··· TASK MATERIAL
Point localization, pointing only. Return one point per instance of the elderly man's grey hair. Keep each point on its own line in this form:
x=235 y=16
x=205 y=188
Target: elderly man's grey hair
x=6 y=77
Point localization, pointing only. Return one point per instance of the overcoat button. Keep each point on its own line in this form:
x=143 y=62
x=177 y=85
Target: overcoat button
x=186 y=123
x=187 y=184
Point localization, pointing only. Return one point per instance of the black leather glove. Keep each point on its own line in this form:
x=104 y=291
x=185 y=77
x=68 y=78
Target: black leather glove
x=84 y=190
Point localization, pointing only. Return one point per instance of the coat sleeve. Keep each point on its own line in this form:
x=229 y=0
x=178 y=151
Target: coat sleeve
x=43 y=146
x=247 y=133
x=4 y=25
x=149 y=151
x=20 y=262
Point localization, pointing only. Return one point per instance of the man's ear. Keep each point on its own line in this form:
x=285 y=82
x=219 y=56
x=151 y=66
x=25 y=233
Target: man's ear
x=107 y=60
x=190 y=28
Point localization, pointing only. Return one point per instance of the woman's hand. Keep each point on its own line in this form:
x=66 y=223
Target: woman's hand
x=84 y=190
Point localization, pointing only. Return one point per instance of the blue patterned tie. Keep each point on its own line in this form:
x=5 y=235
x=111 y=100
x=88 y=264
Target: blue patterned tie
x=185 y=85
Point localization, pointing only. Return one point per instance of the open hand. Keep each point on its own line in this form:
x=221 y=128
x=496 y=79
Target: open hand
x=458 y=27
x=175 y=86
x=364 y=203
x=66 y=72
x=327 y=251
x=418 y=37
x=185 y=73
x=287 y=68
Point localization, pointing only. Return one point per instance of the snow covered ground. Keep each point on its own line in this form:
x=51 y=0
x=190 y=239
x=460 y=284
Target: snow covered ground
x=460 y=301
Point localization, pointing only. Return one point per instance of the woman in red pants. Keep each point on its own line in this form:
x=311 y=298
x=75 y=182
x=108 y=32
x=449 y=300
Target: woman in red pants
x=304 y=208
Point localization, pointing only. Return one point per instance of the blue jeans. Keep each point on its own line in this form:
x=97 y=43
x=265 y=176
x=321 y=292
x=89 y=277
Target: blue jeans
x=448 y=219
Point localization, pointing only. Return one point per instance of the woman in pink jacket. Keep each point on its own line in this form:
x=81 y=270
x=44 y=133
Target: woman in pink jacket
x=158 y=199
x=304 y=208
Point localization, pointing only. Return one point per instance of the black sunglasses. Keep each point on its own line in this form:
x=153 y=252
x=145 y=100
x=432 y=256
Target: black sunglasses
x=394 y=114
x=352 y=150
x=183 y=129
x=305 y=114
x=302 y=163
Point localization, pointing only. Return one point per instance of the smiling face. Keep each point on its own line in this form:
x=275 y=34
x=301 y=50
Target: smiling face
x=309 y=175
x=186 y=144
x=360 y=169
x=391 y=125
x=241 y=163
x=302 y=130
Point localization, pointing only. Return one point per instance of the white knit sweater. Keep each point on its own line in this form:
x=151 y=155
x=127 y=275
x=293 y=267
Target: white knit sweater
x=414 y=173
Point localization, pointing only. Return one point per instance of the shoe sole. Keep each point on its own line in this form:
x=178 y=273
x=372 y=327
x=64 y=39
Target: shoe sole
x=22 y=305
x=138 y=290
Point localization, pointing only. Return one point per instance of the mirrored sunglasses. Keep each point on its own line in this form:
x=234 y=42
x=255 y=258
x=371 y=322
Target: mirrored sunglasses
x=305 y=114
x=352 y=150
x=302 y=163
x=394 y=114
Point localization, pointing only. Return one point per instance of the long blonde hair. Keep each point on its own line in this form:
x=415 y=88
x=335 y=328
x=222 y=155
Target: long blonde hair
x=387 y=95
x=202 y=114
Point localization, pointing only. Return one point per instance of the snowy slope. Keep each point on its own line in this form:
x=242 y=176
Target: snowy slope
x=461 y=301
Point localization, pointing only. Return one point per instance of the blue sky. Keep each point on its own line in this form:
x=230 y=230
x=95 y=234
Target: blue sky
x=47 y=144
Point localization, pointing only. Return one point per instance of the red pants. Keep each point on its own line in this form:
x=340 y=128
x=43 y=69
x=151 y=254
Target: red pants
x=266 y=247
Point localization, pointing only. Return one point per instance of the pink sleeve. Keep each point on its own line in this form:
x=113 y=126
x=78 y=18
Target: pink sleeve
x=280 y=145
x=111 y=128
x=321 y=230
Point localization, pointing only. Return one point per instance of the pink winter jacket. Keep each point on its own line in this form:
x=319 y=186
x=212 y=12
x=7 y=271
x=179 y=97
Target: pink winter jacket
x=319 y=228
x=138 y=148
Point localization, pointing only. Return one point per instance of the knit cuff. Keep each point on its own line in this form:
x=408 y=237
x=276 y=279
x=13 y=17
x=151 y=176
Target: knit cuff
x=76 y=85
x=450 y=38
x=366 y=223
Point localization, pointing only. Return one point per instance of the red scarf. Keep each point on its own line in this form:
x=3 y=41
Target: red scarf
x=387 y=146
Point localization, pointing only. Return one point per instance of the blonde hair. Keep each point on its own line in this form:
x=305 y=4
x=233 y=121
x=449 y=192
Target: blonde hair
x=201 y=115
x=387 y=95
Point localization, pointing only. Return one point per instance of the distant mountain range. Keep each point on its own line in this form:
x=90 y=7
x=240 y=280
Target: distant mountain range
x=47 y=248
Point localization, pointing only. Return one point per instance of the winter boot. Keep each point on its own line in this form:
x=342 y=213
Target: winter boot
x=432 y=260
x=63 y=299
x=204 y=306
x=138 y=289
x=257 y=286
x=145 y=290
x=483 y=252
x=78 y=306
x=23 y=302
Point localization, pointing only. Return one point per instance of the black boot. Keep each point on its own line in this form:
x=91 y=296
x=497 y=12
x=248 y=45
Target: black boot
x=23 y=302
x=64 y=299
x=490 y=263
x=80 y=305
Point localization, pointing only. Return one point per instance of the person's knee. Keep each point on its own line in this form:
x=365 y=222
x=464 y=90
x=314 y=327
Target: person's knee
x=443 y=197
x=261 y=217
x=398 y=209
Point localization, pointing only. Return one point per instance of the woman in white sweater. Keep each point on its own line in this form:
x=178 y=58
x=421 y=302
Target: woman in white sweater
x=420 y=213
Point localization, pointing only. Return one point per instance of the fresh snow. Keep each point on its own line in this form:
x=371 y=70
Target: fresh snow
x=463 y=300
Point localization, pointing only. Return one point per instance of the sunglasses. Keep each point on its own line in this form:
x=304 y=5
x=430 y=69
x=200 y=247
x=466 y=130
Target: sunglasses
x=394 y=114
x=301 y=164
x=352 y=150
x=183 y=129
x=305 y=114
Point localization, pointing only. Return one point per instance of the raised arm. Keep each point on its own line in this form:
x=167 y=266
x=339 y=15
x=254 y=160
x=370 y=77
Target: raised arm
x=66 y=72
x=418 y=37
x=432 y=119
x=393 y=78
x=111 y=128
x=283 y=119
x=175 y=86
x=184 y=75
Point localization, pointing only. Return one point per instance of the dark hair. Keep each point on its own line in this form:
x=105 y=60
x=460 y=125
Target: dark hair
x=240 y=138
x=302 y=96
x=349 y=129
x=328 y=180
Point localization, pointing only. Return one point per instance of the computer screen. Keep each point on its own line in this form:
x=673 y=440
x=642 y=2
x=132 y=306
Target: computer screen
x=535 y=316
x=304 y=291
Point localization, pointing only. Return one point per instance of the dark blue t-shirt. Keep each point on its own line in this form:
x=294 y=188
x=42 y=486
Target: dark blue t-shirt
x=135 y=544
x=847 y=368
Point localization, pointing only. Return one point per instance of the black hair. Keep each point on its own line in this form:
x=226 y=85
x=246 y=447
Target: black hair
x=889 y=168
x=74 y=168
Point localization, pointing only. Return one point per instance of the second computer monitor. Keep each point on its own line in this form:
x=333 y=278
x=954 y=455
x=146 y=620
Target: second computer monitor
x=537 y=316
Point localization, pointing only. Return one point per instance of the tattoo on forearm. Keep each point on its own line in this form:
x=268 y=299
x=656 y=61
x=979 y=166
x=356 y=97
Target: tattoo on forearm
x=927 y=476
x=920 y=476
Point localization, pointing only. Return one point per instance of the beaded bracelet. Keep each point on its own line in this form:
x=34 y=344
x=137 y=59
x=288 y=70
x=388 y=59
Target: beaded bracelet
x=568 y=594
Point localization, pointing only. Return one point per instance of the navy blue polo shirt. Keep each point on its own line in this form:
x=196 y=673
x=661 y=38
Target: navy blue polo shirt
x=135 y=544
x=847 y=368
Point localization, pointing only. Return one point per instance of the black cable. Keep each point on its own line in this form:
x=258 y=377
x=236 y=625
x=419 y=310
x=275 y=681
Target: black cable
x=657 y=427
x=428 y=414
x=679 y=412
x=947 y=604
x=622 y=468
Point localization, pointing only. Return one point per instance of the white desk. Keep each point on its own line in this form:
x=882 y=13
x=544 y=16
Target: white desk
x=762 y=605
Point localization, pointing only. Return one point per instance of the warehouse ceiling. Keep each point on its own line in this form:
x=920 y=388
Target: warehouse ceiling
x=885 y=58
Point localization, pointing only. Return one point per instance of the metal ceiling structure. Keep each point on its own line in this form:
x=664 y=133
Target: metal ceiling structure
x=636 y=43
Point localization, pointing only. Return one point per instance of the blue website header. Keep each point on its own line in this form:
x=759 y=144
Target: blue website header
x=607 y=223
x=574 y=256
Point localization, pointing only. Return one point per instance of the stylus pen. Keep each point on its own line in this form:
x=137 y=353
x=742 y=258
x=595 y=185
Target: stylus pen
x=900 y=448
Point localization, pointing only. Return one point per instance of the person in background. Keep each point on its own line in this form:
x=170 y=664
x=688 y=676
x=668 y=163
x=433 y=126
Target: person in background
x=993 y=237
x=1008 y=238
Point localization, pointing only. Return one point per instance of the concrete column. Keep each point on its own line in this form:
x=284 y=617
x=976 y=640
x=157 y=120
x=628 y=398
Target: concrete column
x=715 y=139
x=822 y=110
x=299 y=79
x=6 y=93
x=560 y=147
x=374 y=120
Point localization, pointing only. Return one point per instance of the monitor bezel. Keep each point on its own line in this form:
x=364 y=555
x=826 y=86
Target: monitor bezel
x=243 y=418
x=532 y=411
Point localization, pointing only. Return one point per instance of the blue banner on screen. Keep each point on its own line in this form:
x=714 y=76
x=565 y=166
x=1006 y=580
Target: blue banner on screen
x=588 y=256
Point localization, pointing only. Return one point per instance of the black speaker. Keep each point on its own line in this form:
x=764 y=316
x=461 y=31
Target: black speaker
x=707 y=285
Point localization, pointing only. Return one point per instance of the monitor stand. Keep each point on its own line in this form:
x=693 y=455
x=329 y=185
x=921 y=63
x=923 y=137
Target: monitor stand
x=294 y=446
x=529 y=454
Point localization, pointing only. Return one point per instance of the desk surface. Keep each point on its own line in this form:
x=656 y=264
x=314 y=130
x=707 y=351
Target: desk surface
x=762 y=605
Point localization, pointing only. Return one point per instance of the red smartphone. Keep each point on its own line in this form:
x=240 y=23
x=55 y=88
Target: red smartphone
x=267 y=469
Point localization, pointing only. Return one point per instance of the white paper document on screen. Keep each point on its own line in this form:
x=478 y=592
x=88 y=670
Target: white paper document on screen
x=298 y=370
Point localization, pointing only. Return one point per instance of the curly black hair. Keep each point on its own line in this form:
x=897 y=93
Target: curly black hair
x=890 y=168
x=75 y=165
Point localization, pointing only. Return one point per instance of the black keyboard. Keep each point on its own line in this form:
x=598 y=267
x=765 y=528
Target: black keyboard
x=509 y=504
······
TASK TO COMPLETE: In the listing above, find the line containing "the monitor stand." and please quote exactly that line through the last one, and no other lines.

EXPECTED OUTPUT:
Point localization, pointing only. Return one point per instance of the monitor stand. Keep each point on its own line in this form:
x=693 y=455
x=329 y=185
x=921 y=63
x=923 y=137
Target: monitor stand
x=294 y=446
x=529 y=454
Point localization, pointing only. Return one point per instance of the desk surface. Keep each point on its own line in this form:
x=656 y=264
x=314 y=130
x=707 y=351
Target: desk surface
x=762 y=605
Point localization, pointing only. Return one point per instance of the red smartphone. Keep each point on its own line in this form:
x=240 y=23
x=55 y=88
Target: red smartphone
x=267 y=469
Point localization, pointing only. Return one point per instance of the white paper document on screen. Keep each point on its own line in this form:
x=478 y=592
x=88 y=670
Target: white paper document on screen
x=298 y=370
Point localization, pointing only. Return one point per instance of the curly black hair. Keep each point on its own line in this form:
x=897 y=93
Target: curly black hair
x=890 y=168
x=75 y=165
Point localization, pointing only. Return one point per instance of the black keyboard. Keep each point on its own line in this form:
x=598 y=267
x=765 y=528
Target: black keyboard
x=509 y=504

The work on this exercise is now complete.